▸ **THE RECORDS**
-- -- --
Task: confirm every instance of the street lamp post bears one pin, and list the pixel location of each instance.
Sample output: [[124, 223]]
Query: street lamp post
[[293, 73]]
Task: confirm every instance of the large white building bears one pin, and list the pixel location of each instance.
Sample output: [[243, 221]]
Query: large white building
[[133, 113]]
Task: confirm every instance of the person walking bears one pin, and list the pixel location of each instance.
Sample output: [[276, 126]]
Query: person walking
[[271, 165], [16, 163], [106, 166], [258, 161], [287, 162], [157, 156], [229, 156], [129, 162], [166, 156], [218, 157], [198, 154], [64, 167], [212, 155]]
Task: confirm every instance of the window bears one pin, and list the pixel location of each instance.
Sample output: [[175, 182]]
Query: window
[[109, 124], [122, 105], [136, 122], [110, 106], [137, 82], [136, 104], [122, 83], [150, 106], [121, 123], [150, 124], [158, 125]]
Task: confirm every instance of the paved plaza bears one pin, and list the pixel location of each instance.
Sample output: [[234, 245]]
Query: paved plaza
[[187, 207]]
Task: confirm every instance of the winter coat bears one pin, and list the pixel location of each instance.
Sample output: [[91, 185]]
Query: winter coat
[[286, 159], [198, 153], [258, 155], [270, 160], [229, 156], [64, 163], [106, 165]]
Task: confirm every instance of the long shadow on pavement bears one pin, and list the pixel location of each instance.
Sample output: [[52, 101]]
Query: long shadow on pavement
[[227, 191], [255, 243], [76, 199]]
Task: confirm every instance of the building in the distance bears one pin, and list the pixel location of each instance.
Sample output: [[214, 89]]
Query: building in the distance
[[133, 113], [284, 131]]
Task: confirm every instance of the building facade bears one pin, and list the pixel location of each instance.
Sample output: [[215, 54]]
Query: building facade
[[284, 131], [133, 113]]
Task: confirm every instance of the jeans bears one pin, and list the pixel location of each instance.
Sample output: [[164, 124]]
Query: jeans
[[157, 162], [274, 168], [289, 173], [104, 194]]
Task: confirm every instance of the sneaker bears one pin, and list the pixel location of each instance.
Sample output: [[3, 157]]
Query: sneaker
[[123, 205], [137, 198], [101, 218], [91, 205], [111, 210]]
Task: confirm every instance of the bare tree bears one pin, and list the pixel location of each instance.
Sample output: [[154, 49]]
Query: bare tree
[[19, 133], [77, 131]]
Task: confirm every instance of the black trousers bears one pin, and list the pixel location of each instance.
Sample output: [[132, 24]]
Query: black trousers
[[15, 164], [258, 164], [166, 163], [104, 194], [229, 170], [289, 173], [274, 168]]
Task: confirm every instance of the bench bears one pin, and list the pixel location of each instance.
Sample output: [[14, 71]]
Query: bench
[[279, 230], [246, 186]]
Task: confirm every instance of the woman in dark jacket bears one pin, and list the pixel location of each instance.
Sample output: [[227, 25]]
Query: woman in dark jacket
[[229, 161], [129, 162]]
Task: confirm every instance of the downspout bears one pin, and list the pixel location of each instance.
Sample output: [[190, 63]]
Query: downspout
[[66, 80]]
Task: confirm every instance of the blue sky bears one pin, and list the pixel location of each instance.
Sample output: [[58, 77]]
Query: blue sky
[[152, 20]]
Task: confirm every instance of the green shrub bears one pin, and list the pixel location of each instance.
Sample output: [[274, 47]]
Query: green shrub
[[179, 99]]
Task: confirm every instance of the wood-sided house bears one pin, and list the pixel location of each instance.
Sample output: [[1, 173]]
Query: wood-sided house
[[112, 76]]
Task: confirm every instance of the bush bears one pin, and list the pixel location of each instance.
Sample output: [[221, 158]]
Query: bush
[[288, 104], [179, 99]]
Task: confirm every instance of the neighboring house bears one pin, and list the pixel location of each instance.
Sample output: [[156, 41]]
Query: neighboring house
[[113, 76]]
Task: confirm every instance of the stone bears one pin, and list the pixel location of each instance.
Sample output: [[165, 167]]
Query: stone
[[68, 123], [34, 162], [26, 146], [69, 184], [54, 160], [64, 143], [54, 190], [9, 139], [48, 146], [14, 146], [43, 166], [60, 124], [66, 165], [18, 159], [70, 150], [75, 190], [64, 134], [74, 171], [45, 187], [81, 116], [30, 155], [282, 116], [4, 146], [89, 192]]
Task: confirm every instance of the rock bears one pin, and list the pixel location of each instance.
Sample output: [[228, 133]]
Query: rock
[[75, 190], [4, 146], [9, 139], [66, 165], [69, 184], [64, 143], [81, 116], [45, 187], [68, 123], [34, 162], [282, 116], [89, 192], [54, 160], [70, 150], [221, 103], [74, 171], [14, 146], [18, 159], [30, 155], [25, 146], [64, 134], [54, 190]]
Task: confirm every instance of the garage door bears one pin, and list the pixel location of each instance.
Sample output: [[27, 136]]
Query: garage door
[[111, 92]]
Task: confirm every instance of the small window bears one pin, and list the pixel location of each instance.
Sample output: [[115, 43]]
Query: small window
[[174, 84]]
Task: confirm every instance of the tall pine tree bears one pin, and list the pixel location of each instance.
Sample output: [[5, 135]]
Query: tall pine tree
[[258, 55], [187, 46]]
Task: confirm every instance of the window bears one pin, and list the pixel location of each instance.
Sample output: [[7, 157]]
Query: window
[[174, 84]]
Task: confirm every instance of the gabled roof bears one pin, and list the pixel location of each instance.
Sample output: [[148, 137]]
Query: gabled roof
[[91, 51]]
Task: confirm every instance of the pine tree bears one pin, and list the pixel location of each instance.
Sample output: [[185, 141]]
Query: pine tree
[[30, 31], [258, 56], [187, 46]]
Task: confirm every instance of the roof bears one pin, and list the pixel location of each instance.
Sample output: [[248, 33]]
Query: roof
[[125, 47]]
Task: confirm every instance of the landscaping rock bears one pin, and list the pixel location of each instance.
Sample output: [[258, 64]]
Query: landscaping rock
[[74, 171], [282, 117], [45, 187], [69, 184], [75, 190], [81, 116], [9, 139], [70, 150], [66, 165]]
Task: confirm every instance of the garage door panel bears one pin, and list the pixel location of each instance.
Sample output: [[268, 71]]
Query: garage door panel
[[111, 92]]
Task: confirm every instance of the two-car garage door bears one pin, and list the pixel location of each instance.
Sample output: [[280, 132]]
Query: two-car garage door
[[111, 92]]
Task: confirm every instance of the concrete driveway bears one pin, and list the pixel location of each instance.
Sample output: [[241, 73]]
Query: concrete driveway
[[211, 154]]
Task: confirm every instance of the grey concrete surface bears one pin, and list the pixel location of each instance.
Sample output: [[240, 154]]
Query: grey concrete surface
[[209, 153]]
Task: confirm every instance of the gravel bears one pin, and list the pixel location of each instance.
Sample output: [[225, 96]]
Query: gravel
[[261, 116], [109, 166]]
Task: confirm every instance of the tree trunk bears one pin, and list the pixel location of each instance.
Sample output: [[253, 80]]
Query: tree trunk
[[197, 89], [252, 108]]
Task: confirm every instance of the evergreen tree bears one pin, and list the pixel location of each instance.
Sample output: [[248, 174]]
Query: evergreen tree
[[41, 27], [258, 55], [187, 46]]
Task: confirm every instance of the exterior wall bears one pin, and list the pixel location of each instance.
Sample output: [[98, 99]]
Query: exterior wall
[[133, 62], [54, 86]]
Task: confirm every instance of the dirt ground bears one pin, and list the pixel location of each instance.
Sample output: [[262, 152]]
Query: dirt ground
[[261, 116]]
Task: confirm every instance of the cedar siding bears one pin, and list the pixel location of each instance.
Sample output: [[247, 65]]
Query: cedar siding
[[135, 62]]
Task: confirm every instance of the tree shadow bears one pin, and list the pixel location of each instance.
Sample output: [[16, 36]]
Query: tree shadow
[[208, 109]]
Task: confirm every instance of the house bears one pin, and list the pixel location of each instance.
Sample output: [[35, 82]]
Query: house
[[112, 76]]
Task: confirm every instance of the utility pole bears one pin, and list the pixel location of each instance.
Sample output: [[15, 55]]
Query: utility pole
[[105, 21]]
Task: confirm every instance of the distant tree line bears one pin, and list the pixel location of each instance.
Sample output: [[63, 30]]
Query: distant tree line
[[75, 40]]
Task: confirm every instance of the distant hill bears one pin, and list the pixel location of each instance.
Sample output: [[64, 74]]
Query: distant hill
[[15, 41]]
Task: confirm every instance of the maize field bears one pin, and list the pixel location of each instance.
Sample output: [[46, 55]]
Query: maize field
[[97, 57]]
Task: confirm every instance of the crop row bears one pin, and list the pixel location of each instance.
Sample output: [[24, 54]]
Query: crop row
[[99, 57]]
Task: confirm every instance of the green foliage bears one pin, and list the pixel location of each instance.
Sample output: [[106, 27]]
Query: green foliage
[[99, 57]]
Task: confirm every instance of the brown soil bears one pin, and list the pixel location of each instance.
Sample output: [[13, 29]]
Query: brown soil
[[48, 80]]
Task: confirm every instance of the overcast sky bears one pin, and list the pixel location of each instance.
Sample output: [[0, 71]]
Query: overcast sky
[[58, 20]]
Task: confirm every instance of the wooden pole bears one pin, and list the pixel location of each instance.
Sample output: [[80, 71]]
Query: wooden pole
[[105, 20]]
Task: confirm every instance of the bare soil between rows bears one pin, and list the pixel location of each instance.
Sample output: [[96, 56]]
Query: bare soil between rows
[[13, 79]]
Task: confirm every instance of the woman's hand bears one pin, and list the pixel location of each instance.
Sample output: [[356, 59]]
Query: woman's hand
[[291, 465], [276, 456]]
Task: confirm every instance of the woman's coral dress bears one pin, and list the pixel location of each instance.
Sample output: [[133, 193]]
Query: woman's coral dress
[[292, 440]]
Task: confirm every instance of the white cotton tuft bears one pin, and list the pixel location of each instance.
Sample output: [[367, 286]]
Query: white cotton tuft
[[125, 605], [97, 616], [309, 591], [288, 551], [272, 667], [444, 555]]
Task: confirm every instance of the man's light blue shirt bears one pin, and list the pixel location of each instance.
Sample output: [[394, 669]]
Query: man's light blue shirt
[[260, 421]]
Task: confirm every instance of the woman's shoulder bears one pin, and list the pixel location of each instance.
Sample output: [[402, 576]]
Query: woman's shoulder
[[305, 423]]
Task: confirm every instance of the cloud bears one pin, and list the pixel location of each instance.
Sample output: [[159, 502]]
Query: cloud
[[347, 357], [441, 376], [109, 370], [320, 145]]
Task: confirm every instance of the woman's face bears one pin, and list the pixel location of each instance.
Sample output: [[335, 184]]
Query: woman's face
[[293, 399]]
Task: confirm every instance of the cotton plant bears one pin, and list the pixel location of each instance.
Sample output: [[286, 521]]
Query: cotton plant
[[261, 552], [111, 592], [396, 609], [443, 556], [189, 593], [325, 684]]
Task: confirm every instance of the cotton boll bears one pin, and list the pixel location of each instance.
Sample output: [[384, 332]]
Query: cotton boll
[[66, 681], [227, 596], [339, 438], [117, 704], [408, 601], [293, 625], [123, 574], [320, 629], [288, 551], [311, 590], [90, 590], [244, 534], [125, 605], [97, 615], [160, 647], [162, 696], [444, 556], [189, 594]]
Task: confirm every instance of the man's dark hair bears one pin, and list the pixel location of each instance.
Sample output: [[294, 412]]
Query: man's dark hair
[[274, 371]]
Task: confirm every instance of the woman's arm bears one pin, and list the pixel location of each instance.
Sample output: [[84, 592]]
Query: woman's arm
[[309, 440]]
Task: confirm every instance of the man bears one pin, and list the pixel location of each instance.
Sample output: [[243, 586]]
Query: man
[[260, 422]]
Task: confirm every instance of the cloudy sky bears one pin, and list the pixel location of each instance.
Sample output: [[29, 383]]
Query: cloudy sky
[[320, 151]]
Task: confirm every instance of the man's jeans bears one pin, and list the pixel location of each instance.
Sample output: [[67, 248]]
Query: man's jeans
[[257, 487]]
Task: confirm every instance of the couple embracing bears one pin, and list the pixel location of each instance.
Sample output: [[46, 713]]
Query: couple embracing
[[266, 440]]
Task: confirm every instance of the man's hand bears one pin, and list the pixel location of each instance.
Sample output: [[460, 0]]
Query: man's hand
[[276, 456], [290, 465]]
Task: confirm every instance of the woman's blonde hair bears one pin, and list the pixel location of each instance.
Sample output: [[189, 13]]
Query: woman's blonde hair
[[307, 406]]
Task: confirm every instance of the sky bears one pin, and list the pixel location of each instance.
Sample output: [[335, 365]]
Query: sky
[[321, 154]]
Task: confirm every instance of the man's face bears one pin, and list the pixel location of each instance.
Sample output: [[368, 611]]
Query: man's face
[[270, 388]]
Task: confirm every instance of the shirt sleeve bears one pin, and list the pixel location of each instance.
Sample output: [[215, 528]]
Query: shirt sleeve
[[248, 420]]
-- -- --
▸ **EXERCISE REQUIREMENTS**
Please edit the listing starting at the line containing "Task: confirm every instance of the woman in" and ending at the line containing "134], [54, 190]]", replacing "downspout" with "drainpipe" and keeping everything else the same. Return only those lines.

▸ **EXERCISE OUTPUT**
Task: confirm every instance of the woman in dark jacket bears one pin, and list the pixel location of each instance.
Sample output: [[227, 25]]
Query: woman in dark jacket
[[229, 161], [129, 162]]
Task: confirm every instance of the drainpipe bears one pin, and list the pixel location of each instance.
Sample output: [[190, 63]]
Query: drainpipe
[[66, 80]]
Task: confirm every instance of the blue sky bears one pin, and list the pixel location of each instance.
Sample output: [[58, 77]]
Query: blue sky
[[152, 20]]
Task: confirm every instance of the green shrub bears one pin, and list the pixel location of each instance.
Sample output: [[274, 47]]
Query: green shrub
[[179, 99]]
Task: confirm every instance of the wood-sided house bears one pin, and list the pixel location of each instance.
Sample output: [[1, 173]]
Query: wood-sided house
[[112, 76]]
Task: confirm every instance of the bush bears one pin, and list the pixel location of each instance.
Sample output: [[221, 158]]
Query: bush
[[288, 104], [179, 99]]
Task: confirm every instance of the neighboring house bears one pin, and list the pixel location of each instance.
Sample output: [[156, 41]]
Query: neighboring house
[[113, 76]]
Task: confirm every instance of the stone bears one pin, and list the pixel location of each instance.
Sample output: [[165, 167]]
Query: stone
[[68, 123], [34, 162], [26, 146], [69, 184], [54, 160], [64, 143], [54, 190], [9, 139], [48, 146], [14, 146], [43, 166], [60, 124], [66, 165], [18, 159], [70, 150], [75, 190], [64, 134], [74, 171], [45, 187], [81, 116], [30, 155], [282, 116], [4, 146], [89, 192]]
Task: confirm every instance of the rock bears one pin, and list the pixel location of each instance.
Sample output: [[228, 133]]
Query: rock
[[75, 190], [4, 146], [9, 139], [66, 165], [69, 184], [64, 143], [81, 116], [45, 187], [68, 123], [34, 162], [282, 116], [89, 192], [54, 160], [70, 150], [221, 103], [74, 171], [14, 146], [18, 159], [30, 155], [25, 146], [64, 134], [54, 190]]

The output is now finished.